- _Assigned task 1_
Reproduce word for word everything in the blog post from "Rule One on" down to "to put the effort in.".
- _Assigned task 2_
Take the blog post further, writing on from its last sentence.

Supplied passage Block Start

Rule One on the World Wide Weird: If you're going to scam, don't pick random words out of the dictionary; learn the lingo and put the effort in. If there's anything that sticks in the throat worse than a scammer, it's one that can't even be arsed to put the effort in.
Rule Two: Get someone well versed in English to read the final result before you post it. If said person informs you that you sound like a raggedy nailed forthy lunatic, take note.
Thursday, 21 February 2008
Ginger beards and strings
The picture at left....the first thing I saw on Saturday morning. If you see this lurking in your bedroom door in the wee hours, you really have drunk too much beer and need to re-affirm your lifestyle. He kipped at my place with the girl he picked up; he did some very adult things on my BLACK sofa bed.I'm still in two minds on whether or not to drag it outside and torch it.It's 9:30 in the evening and for some reason I'm feeling really bouncy and chirpy. It's not a good way to be at this time in the evening, personally speaking I'd rather be feeling lethargic yet relaxed and at peace with the world. Something tells me I'm not going to be sleeping well tonight!
Today has been Guitar Day - I usually get some playing in every day because things start to slip if the practice stops. The regime today; loosened off the truss rod in the Prince acoustic, because the string action's gone finger snappingly high. Playing should be a happy experience, not something that's liable to leave me with chronic RSI. Wanted to drop the action on the electric as well, but not got an allen key small enough to fit, so that'll have to wait till the weekend. Cyndi Lauper's Time after Time is now down pat, as are the opening bars to Stone Sours Zyzzyx Road (horribly technical and requiring the growth of extra fingers on the left hand).

Supplied passage Block End
Stored data Block Start

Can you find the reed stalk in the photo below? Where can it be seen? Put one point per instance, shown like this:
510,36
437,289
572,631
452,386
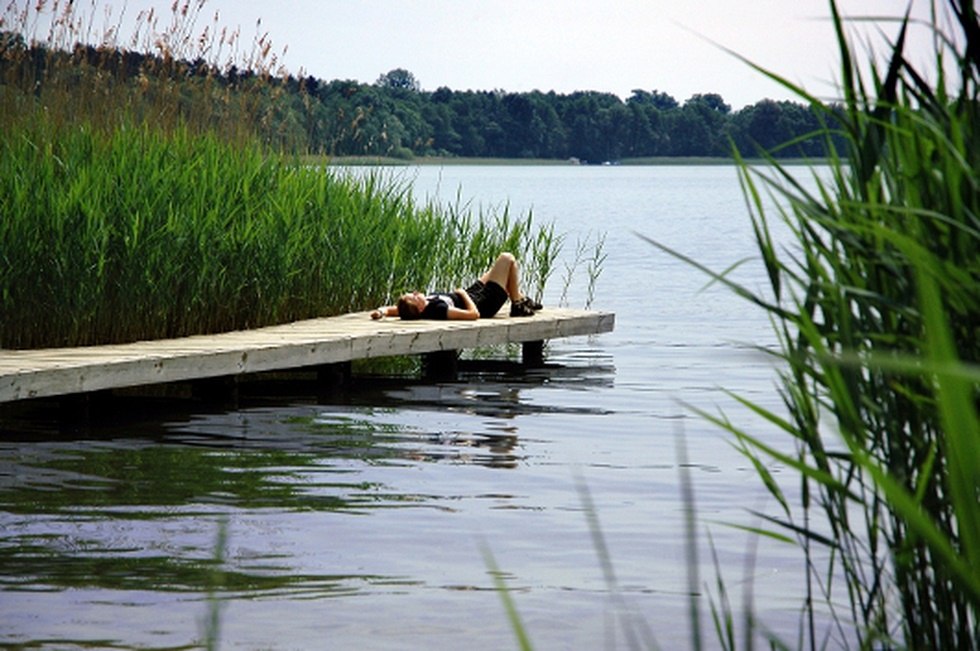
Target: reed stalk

Stored data Block End
Stored data Block Start

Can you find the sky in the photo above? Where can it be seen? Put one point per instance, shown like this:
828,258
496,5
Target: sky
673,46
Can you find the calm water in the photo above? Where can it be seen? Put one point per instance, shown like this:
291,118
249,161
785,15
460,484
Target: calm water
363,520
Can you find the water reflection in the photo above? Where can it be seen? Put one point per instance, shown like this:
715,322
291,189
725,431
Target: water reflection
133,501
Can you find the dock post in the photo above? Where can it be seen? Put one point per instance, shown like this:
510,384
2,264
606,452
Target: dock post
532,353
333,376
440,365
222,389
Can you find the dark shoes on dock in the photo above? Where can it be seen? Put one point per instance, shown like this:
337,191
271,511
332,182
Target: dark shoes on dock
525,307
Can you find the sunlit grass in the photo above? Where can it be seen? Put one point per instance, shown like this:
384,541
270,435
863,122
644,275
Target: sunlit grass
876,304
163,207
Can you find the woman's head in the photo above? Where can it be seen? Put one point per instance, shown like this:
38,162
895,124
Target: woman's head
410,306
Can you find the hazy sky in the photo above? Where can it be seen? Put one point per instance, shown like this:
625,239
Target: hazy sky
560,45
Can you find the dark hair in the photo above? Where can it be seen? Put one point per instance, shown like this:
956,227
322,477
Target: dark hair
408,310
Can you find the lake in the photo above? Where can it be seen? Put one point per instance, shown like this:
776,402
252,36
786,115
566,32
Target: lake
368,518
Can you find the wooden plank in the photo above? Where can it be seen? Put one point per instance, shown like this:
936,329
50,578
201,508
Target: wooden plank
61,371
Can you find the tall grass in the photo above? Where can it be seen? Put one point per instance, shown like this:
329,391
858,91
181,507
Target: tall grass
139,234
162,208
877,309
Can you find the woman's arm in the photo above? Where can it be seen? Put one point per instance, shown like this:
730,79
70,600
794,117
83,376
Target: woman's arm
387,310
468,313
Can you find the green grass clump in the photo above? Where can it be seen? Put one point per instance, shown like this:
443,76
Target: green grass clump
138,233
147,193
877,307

Stored data Block End

- _Response area 1_
Rule One on the World Wide Weird: If you're going to scam, don't pick random words out of the dictionary; learn the lingo and put the effort in. If there's anything that sticks in the throat worse than a scammer, it's one that can't even be arsed to put the effort in.

- _Response area 2_
The tips of my left hand are now rock hard again, of which I'm obscenely proud even if it does feel wierd and freaky when you stroke 'em :)
Monday, 11 February 2008
The Wicker Dog
Whilst Saturday nights (or in this weekends case, every night) are all very good, I'm starting to move into that mind-set that lives for the weekend and tries to wish the week away. I know exactly what's doing it; too much free time during the week, no-one around and me a social creature that craves human contact. Don't get me wrong, I'm perfectly capable of occupying myself and have my head into literally everything, but I miss being around people. I WANT to get back to work but can't; my manager's written a letter to say I'm dangerous in the warehouse whilst still fitting. Apparently impromptu breakdancing whilst guiding 8 tons of industrial lathe into position may cause my own death and take someone else with me. I'm burning very little energy off during the day and sleeping badly. It's pants!
I want to get back to some kind of balance. Whilst I'm in no way going to give up the social life I've carved out for myself of late (missed that like fook over the past year or two) I need that working week routine badly.